→ **ABOUT THIS EXERCISE**:
Include in the output the line containing "the white '170663'" and each subsequent line of the records, through the end, transcribed exactly. Add nothing else.

→ **DATA IN THIS EXERCISE**:
++++++++

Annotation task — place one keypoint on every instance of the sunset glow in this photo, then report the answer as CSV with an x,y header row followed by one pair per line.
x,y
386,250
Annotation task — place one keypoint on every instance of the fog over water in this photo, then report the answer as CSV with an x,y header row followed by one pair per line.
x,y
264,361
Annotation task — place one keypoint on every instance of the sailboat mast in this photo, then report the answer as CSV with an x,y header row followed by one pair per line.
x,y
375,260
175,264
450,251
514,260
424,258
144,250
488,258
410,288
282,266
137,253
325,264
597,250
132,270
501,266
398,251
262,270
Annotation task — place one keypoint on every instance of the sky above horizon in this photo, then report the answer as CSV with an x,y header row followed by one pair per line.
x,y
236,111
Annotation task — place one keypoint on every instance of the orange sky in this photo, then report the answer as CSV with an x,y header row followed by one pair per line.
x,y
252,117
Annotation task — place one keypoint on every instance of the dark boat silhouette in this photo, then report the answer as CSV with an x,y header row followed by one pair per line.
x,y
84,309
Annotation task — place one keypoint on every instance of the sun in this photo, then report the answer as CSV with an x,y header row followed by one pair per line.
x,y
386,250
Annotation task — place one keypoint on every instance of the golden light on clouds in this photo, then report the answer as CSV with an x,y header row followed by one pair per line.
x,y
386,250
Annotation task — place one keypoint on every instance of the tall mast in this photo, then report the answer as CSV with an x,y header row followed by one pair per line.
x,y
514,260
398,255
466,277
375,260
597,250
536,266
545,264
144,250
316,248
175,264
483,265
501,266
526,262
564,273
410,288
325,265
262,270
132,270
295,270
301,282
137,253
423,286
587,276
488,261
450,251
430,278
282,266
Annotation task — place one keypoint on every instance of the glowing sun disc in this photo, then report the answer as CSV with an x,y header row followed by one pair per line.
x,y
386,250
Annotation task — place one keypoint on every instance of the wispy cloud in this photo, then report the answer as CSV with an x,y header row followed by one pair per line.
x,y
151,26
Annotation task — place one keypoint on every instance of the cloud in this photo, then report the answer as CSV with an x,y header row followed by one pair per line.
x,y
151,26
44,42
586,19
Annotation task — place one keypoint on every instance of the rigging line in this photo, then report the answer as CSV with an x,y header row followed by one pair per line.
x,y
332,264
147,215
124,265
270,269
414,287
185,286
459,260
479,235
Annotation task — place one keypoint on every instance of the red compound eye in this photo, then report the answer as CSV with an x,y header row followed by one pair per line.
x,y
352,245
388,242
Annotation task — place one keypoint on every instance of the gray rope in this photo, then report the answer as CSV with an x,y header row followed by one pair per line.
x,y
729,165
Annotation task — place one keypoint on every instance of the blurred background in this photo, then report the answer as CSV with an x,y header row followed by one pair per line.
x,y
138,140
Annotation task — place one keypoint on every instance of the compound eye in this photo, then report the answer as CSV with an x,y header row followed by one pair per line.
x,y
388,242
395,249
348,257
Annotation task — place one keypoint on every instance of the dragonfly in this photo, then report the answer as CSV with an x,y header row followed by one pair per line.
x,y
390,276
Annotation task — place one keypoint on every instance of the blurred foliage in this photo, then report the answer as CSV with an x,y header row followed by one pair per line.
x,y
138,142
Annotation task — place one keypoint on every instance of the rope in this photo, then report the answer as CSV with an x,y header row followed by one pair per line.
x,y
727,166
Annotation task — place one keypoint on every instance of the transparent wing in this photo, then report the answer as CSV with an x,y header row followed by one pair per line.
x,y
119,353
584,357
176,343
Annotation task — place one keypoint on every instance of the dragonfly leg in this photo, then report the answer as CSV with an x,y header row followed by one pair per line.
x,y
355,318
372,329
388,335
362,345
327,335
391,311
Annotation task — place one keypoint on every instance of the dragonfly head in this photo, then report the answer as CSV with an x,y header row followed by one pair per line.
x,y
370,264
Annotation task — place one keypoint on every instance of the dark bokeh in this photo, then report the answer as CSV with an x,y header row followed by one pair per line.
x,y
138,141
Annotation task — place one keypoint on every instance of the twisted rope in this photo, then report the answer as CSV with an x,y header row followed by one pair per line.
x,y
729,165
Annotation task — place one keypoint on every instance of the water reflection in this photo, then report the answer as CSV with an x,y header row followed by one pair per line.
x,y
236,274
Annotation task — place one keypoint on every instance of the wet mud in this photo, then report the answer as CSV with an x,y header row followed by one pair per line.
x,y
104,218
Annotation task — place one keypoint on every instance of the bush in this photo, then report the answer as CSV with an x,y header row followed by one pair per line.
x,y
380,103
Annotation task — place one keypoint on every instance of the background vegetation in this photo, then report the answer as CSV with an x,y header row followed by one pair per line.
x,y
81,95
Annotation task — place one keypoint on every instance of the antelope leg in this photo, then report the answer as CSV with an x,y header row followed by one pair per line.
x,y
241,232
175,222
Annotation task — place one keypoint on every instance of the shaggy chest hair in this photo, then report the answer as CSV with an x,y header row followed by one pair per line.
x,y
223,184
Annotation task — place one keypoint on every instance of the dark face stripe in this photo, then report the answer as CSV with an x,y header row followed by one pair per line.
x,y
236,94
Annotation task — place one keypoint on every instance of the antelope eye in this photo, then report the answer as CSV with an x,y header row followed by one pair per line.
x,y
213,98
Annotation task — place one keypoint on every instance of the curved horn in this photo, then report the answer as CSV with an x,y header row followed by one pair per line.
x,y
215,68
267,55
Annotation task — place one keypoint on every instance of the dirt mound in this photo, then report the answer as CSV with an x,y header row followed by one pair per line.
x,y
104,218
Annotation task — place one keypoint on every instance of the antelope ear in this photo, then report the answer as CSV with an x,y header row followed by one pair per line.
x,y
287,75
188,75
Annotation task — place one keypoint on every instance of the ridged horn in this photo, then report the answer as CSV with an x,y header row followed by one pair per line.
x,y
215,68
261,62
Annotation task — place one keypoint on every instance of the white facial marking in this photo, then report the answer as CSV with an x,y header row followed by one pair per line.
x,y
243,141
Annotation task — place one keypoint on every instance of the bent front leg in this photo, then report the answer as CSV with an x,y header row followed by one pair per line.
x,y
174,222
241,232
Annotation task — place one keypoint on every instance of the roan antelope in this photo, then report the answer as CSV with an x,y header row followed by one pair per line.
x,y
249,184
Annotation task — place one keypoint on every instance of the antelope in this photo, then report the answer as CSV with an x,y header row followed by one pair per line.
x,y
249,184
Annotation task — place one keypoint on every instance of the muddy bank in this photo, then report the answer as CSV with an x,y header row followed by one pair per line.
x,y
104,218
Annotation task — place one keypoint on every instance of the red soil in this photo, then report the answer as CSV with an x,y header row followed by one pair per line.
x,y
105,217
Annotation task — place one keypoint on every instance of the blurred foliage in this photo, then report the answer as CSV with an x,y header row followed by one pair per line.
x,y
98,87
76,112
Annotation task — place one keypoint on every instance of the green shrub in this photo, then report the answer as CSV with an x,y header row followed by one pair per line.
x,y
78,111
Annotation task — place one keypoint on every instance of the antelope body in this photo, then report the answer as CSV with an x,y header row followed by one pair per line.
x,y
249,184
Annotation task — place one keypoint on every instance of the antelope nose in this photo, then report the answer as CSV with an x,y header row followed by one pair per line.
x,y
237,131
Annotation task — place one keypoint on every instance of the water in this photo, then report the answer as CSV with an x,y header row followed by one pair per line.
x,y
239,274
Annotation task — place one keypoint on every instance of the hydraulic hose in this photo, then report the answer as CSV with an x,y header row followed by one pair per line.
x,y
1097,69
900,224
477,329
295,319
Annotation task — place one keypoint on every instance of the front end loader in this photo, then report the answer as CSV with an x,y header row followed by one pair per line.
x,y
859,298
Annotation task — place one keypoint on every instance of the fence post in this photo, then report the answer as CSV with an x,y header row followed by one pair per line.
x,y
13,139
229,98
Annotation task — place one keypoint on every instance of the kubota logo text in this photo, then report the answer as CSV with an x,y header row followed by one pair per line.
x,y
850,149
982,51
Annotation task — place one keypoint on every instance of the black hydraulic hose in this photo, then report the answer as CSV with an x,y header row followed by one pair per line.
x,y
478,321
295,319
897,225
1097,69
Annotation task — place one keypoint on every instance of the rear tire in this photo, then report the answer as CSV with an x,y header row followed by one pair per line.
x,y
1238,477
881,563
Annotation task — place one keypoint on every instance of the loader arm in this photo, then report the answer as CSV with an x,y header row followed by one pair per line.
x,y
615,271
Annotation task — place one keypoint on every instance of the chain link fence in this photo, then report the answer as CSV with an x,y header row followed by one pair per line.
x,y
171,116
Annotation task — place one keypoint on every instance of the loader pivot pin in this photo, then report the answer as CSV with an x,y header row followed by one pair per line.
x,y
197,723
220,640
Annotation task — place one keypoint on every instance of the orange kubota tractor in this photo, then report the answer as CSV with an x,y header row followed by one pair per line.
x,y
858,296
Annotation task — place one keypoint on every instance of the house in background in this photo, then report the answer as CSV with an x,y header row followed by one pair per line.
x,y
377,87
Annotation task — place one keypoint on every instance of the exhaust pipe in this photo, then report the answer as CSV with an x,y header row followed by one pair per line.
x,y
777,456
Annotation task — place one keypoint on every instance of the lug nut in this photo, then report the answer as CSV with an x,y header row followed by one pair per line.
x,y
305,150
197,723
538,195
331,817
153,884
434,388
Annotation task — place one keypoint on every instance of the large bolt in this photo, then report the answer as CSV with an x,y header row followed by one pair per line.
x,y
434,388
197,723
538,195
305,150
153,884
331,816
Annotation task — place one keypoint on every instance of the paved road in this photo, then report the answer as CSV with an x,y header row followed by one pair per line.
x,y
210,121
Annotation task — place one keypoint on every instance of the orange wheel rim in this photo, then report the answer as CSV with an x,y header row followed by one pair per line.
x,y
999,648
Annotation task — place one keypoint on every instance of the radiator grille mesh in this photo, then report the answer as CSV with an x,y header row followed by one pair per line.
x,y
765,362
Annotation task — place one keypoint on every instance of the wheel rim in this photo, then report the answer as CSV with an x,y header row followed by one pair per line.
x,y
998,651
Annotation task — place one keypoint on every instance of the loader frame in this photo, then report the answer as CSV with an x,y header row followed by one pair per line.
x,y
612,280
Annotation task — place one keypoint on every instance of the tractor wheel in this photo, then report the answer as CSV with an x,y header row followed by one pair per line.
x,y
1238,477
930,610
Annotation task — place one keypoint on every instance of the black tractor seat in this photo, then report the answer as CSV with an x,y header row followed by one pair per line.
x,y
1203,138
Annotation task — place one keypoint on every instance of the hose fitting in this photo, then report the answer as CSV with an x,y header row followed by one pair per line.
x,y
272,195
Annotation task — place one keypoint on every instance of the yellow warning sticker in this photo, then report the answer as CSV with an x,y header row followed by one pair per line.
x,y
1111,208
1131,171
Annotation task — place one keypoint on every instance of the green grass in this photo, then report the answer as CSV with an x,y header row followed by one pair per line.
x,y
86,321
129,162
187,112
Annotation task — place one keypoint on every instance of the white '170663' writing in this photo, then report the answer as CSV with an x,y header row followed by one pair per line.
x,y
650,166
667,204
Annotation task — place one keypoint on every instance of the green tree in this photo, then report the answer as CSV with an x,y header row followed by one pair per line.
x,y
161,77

++++++++

→ **ANSWER**:
Annotation task — place one keypoint on every instance of the white '170663' writing in this photo, then report the answer as CSV with an x,y header row followed by one pair per line.
x,y
650,166
667,204
Annotation task — place one keypoint on every instance of the green tree in this photo, then report the answer as CSV with an x,y header row followed by one pair per line.
x,y
161,77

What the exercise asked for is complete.